THE EXERCISE
Continue the article on China's costly apparatus for keeping social stability, picking up right after its final sentence.

PAGE TEXT
···

Many have a stake in ensuring social stability, and seek to protect and expand their share
By Ching Cheong 22 June 2011
In less than a month, between May 26 and June 11, Beijing has had to deal with four major incidents - suicide bombings of government buildings in Fuzhou and Tianjin, riots in Inner Mongolia and another outbreak of mass unrest in Zengcheng, Guangdong.
In the latest bout of unrest, riot police had to be called out in Taizhou, Zhejiang province, last week after clashes broke out over land compensation issues.
The riot in Zengcheng, a satellite town of affluent Guangzhou city, is noteworthy as it shows how easily a small chance event can set off a groundswell of resentment into open violence. All it took was news that a pregnant migrant worker had been knocked down during a raid on illegal hawkers. Rumours of her death brought out all the deep-seated antagonism of other migrant workers against government officials.
The riot was put down only after three days, by the combined might of more than 3,000 military policemen.
How did it come to this, that despite record-high government spending on internal security, China is still having to fight these brush fires of social unrest?
The answer may be found in an observation made in a Qinghua University report on social management last year - that the methods used to maintain stability tend to breed even greater instability.
A recent investigative report by two journalists from Caijing Magazine reached the same conclusion. According to the report, the Chinese Communist Party (CCP) has gone to great lengths to build a state machinery to contain social unrest.
At the apex is the Central Leading Group for Stability Preservation (CLGSP), headed by Politburo Standing Committee member Zhou Yongkang, one of the nine most powerful men in China.
The CLGSP works through the Central Political-Legal Committee, which in turn sets policy guidelines for the ministries for public and national security, the courts and the police. The CLGSP also runs a committee specialising in social management.
This cumbersome framework is replicated at the municipal and provincial levels.
At the grassroots level, a three-tier network is created in all counties. These comprise a county-level office that handles ‘difficult issues’, town-level offices that handle ‘major issues’ and village-level offices that handle ‘minor issues’.
The report cited Yun’an county in Guangdong province as an example. This small county has a population of 320,000. But it has one county-level, eight town-level and 121 village-level centres for keeping social order.
Of its 6,700 government employees, about 1,800, or roughly a quarter, are tasked with maintaining stability, making it the No.1 de facto task of the county government.
This huge organisational structure from central, provincial to local levels of government explains why the budget for internal stability has rocketed in recent years.

···

PROVIDED RECORDS
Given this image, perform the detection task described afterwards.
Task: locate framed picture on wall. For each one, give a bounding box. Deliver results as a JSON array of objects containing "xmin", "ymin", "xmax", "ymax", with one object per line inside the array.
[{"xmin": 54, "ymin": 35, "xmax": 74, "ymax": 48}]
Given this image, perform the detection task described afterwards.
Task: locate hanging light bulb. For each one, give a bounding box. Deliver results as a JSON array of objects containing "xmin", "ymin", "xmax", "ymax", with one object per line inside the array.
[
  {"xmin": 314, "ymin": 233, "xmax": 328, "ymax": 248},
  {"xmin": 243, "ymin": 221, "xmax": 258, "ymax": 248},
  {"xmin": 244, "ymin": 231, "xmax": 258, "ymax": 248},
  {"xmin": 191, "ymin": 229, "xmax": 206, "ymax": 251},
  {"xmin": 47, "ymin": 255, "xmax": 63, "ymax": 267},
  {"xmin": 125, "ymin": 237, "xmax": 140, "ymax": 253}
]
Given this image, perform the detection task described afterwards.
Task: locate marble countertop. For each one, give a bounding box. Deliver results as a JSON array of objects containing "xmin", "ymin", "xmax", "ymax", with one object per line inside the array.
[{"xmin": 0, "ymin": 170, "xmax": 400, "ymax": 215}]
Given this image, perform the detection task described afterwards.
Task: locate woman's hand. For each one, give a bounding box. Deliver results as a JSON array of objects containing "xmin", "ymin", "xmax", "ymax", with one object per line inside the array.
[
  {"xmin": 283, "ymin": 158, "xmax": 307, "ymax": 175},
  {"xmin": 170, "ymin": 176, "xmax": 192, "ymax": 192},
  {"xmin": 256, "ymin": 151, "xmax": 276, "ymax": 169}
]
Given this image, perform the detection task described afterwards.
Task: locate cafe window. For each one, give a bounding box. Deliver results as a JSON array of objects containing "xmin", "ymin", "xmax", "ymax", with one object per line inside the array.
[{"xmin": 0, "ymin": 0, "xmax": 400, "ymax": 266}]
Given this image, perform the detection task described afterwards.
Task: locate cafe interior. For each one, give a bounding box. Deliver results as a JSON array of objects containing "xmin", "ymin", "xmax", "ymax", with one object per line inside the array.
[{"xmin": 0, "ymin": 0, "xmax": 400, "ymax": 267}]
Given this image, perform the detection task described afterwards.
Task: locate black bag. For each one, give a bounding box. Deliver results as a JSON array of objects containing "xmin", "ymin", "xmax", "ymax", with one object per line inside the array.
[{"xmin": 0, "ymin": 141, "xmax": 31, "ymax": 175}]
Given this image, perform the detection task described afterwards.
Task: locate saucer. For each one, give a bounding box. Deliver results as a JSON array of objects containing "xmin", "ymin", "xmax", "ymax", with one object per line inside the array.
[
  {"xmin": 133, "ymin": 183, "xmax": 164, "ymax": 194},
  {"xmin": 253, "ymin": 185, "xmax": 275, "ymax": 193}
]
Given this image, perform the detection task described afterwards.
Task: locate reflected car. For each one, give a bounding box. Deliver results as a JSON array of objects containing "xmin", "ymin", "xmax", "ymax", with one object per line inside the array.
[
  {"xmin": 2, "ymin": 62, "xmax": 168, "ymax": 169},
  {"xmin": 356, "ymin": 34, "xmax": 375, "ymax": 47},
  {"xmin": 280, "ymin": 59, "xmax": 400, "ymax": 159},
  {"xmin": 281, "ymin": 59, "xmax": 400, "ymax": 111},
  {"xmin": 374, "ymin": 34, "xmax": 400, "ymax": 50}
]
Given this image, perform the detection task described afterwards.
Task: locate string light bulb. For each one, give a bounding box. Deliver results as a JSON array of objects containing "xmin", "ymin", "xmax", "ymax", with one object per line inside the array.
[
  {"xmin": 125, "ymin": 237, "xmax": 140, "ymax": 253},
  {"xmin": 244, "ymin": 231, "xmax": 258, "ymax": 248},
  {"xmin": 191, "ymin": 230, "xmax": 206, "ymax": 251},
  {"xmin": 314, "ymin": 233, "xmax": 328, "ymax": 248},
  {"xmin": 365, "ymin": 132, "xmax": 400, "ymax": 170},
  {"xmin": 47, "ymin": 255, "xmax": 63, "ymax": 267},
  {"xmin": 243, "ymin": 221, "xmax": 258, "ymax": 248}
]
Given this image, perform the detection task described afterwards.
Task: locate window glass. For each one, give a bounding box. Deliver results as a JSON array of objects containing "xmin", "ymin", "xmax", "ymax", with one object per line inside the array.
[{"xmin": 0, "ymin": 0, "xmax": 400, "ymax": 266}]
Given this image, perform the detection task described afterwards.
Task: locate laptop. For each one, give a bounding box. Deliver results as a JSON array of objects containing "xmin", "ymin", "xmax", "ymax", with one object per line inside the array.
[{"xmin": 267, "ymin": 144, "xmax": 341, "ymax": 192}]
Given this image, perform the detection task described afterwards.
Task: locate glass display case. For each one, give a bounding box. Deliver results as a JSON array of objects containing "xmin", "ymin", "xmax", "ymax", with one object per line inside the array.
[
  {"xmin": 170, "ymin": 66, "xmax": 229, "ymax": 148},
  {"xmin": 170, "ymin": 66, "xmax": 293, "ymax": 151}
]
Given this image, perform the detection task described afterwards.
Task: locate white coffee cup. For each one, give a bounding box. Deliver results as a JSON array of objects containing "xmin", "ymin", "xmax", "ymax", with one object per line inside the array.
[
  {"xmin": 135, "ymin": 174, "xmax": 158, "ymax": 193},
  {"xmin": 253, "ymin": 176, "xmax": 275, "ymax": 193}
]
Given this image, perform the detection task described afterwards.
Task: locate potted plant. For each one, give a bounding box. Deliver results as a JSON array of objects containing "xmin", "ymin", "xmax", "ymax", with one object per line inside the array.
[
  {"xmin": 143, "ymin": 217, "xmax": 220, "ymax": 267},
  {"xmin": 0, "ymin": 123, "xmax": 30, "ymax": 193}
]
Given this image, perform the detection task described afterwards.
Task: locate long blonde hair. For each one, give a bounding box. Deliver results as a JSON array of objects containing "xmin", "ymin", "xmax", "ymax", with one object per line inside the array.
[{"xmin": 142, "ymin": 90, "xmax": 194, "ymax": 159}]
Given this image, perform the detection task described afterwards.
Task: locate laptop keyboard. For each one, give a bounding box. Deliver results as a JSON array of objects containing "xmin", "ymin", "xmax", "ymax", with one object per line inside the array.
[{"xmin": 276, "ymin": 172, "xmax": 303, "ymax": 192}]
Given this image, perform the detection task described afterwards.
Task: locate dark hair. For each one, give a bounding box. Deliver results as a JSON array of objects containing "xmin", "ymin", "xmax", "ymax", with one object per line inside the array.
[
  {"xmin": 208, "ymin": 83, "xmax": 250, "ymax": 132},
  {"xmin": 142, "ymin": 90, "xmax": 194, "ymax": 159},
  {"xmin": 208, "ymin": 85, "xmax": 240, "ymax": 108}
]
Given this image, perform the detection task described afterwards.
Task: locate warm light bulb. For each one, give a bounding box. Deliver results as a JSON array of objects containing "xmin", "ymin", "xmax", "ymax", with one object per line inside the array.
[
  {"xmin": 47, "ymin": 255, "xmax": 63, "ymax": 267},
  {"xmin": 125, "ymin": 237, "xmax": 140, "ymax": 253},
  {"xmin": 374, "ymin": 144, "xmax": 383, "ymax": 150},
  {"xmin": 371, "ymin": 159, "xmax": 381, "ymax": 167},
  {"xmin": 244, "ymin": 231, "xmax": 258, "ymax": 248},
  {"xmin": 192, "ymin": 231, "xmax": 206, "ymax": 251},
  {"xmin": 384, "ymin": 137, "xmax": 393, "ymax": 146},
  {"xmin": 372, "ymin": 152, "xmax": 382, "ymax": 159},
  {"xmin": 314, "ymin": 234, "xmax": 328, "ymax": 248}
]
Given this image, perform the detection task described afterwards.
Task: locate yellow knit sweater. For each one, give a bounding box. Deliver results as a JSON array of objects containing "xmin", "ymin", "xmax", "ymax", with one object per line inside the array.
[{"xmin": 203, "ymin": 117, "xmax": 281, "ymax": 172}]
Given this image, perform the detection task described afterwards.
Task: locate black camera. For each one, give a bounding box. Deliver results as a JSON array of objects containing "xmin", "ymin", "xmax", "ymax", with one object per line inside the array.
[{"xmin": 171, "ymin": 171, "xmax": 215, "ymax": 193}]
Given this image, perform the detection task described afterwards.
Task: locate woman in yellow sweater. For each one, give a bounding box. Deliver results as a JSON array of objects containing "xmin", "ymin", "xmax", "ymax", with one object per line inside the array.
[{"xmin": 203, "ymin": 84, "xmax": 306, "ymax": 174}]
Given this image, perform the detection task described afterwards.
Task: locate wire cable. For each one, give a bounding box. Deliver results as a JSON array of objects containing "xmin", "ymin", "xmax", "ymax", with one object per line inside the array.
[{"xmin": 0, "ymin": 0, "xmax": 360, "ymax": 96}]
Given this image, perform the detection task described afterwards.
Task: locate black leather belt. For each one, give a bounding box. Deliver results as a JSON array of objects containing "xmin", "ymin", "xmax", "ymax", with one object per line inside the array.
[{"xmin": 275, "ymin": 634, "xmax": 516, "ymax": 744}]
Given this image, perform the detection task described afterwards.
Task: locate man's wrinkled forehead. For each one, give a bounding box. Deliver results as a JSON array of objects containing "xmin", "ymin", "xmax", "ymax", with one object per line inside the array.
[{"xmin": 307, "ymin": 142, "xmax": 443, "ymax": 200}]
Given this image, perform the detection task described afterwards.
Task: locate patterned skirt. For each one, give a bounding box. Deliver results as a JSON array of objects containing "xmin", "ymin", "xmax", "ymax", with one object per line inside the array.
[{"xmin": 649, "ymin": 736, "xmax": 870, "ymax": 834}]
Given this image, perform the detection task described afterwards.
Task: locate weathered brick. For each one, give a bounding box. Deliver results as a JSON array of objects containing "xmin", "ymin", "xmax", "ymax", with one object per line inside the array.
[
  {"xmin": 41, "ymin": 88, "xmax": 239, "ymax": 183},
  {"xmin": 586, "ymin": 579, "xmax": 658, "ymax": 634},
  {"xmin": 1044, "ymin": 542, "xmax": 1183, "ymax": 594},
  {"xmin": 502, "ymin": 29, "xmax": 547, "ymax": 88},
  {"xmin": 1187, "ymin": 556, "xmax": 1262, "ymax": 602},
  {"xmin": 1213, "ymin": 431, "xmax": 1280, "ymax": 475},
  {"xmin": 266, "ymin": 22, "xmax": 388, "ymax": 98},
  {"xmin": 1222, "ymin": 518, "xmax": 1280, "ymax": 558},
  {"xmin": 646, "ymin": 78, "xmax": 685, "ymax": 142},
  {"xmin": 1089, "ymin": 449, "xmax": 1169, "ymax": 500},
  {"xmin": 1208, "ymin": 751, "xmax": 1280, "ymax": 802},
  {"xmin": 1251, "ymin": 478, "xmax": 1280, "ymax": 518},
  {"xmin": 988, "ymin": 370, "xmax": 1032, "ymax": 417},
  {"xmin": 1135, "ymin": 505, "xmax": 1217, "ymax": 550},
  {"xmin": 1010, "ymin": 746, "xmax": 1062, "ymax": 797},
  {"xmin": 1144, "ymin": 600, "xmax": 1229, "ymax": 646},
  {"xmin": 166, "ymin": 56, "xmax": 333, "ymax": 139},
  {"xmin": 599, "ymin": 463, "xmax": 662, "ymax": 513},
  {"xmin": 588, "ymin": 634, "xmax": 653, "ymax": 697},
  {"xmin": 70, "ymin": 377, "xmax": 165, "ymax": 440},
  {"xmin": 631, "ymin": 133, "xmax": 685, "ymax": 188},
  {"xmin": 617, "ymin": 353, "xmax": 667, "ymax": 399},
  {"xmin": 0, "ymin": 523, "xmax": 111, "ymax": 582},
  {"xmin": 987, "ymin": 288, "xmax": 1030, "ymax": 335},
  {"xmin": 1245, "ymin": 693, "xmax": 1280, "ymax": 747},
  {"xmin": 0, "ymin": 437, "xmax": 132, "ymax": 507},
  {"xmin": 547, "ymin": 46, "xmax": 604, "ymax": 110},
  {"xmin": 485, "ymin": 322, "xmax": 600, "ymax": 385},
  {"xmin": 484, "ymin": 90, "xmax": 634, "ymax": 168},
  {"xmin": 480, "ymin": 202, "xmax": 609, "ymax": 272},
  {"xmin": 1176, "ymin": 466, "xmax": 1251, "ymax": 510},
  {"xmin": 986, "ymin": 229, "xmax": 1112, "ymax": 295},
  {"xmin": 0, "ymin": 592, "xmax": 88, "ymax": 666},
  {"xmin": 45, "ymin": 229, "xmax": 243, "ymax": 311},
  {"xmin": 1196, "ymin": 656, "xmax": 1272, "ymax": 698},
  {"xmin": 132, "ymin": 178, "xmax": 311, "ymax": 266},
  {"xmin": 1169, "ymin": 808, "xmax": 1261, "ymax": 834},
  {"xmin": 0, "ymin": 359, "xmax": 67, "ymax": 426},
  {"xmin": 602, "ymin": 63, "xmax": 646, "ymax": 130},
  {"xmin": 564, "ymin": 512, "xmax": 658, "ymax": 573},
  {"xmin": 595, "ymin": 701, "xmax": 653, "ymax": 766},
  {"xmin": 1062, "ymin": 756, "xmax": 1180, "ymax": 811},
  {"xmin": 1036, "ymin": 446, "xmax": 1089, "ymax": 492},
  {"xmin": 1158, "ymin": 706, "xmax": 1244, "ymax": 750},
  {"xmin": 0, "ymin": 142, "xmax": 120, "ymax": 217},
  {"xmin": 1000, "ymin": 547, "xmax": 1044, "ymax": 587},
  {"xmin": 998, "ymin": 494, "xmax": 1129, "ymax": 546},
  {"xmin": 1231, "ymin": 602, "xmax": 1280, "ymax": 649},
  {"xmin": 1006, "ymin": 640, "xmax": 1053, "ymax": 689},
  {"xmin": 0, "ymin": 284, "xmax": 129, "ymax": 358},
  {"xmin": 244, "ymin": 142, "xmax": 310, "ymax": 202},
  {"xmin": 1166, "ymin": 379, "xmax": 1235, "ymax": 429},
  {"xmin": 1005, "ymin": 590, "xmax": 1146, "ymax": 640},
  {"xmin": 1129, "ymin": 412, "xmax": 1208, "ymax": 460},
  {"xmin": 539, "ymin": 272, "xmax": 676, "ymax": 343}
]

···

EXERCISE RESPONSE
What is more, since 2008, the CCP has had a policy linking the promotion of cadres to the maintenance of social stability. So, if an aggrieved petitioner from outside Beijing succeeds in lodging his complaint with the central government, the party and government boss of the area from which he hails will not get promoted, no matter how well they have performed in other aspects of work. This is the so-called ‘one-case-vetoes-all’ policy.
According to Caijing, local officials have responded with at least three ways of ‘buying stability’.
The first is to dispatch personnel to Beijing to intercept petitioners. Very often, this is the main task of liaison offices of the various provinces based in the capital.
The second is to contract out the task of intercepting petitioners to private security companies. For example, the Anyuanding Co, an outfit with a strong Public Security Ministry background, has petitioner-interception contracts with 19 provincial-level governments.
And if the petitioner somehow succeeds in eluding all interception attempts, the local authority has to resort to the third means, namely bribe the central officials in order to de-register the complaint. This is called a ‘payoff’, in official jargon.
The report quoted an official of Song county in Henan province as saying: ‘Payoffs are only economic expenses, but failing to make payments will damage one’s political future.’
Caijing’s conclusion: To maintain the appearance that all is well locally, a huge ‘stability-preservation’ market has developed that involves liaison offices, interception contracts and payoffs. All types of rent-seekers, brokers and even thugs have a stake in it, and continually seek ways to protect and expand the ‘stability-preservation pie’.
In other words, there is a vicious circle here, whereby efforts to clamp down on grievances result in even more effort being expended to ensure social stability.
What is to be done? The report recommended reforming the judicial system, the idea being that a more responsive, efficient and fair judiciary will act as a pressure valve.
Expanding democracy will also help to tackle instability at its root, Caijing added. The hope is that there is less incentive to torch buildings and smash police vehicles if people’s voices are heard and their views taken into account.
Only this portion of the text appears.